start EXTRACTED INFORMATION
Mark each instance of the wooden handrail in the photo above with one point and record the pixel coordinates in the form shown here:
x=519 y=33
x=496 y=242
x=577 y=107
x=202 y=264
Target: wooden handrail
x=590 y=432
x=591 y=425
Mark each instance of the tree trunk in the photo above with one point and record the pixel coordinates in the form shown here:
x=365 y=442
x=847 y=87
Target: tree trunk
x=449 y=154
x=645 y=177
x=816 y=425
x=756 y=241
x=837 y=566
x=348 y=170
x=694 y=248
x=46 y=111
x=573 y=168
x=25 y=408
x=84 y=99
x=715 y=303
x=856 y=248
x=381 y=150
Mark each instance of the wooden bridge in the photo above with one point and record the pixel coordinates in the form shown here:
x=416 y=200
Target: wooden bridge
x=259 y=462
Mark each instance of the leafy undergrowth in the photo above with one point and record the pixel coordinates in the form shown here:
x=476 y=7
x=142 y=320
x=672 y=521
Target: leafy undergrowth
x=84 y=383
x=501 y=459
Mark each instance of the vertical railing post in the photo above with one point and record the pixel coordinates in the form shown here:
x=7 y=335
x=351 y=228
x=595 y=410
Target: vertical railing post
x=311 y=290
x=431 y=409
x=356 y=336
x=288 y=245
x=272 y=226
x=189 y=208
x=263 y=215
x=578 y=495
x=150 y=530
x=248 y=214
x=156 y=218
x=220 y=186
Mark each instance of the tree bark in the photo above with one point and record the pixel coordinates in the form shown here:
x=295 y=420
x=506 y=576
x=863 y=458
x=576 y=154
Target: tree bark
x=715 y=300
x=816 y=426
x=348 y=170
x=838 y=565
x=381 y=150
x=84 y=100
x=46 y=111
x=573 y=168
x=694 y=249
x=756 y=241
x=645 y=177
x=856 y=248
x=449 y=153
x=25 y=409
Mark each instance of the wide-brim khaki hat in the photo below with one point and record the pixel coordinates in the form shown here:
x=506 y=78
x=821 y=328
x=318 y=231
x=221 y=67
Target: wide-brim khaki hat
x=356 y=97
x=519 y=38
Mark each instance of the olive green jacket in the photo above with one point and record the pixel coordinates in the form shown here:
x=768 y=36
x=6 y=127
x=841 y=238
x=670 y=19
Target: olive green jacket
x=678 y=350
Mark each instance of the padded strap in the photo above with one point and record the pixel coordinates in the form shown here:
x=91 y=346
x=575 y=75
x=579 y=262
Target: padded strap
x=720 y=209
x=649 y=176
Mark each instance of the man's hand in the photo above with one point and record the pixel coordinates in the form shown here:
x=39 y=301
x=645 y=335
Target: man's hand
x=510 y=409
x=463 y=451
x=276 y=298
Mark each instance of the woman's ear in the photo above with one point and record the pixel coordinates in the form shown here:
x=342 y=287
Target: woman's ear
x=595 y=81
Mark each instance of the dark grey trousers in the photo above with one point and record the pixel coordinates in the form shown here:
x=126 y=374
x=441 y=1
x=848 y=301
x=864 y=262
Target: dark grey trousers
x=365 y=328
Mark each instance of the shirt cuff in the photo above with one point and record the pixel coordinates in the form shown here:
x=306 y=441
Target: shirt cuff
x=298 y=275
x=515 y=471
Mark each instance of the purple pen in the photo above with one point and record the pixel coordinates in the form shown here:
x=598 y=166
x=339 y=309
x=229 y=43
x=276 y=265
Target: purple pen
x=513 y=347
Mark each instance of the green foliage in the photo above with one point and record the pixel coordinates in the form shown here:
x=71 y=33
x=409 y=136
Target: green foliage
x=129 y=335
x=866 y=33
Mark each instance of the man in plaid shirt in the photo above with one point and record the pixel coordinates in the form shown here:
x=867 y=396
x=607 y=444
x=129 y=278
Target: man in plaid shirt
end EXTRACTED INFORMATION
## TASK DESCRIPTION
Reproduce every item above verbatim, keeping each line unchanged and in its original order.

## RESPONSE BELOW
Mark each instance of the wooden handrail in the photo above with one point and record the pixel coordinates in the form shown here:
x=519 y=33
x=496 y=242
x=577 y=107
x=202 y=264
Target: wooden handrail
x=590 y=432
x=591 y=425
Mark each instance of the tree trunk in the photo above with one point and record the pixel coordinates in the form shown here:
x=365 y=442
x=847 y=87
Target: tree trunk
x=449 y=154
x=645 y=177
x=816 y=425
x=756 y=241
x=837 y=566
x=348 y=170
x=694 y=248
x=46 y=111
x=573 y=168
x=25 y=408
x=84 y=99
x=715 y=303
x=856 y=248
x=381 y=150
Mark each instance of the wooden bridge in the photo above with one point and record the pixel coordinates in the form shown here:
x=416 y=200
Target: wooden bridge
x=259 y=462
Mark each instance of the leafy undergrowth in the photo above with one point and record the pixel coordinates in the form shown here:
x=476 y=7
x=142 y=320
x=672 y=521
Target: leafy undergrowth
x=84 y=383
x=501 y=459
Mark each instance of the vertical railing post in the photo above with one point and record the pixel coordinates in the form shown here:
x=7 y=335
x=351 y=228
x=595 y=410
Target: vertical railing post
x=311 y=290
x=431 y=409
x=356 y=336
x=288 y=245
x=272 y=226
x=189 y=208
x=263 y=215
x=578 y=495
x=150 y=530
x=248 y=214
x=156 y=218
x=220 y=186
Mark each instance of the tree bark in the photo above with one point and record the pixel coordinates in the form shown here:
x=295 y=420
x=506 y=576
x=863 y=458
x=576 y=154
Target: tree bark
x=715 y=300
x=816 y=426
x=348 y=170
x=838 y=565
x=381 y=150
x=84 y=100
x=46 y=111
x=573 y=168
x=694 y=249
x=756 y=241
x=645 y=177
x=856 y=248
x=449 y=153
x=25 y=409
Mark each instance of the wide-brim khaki hat in the photo below with one point and record the pixel coordinates in the form shown here:
x=506 y=78
x=821 y=328
x=318 y=231
x=221 y=67
Target: wide-brim khaki hat
x=356 y=97
x=519 y=38
Mark each instance of the olive green jacket in the photo above with one point and record the pixel coordinates in the form shown here:
x=768 y=36
x=6 y=127
x=841 y=238
x=670 y=19
Target: olive green jacket
x=678 y=350
Mark each instance of the padded strap in the photo above with one point and record the pixel coordinates in the form shown here:
x=91 y=346
x=575 y=75
x=579 y=262
Target: padded strap
x=720 y=209
x=649 y=176
Mark each instance of the man's hand in the photo above with one point and record the pixel coordinates in the form shown here:
x=39 y=301
x=645 y=335
Target: man's hand
x=510 y=409
x=463 y=451
x=276 y=298
Mark each instance of the woman's ear in the photo above with one point and record the pixel coordinates in the form shown here:
x=342 y=287
Target: woman's ear
x=595 y=81
Mark each instance of the dark grey trousers in the photo above with one point and record the pixel coordinates in the form shown here:
x=126 y=374
x=441 y=1
x=848 y=301
x=864 y=262
Target: dark grey trousers
x=365 y=328
Mark each instance of the shirt cuff in the photo above with one point and record the pixel coordinates in the form shown here:
x=306 y=441
Target: shirt cuff
x=298 y=275
x=515 y=471
Mark each instance of the purple pen in the photo above with one point and record the pixel coordinates in the form shown here:
x=598 y=166
x=339 y=309
x=229 y=43
x=276 y=265
Target: purple pen
x=513 y=347
Mark each instance of the green foliage in the photo above with one point and record the pixel coordinates in the form shown here:
x=71 y=33
x=409 y=136
Target: green foliage
x=129 y=335
x=866 y=33
Mark each instance of the man in plaid shirt in the photo above with one point and record the pixel coordinates in the form shown here:
x=867 y=396
x=607 y=444
x=129 y=278
Target: man in plaid shirt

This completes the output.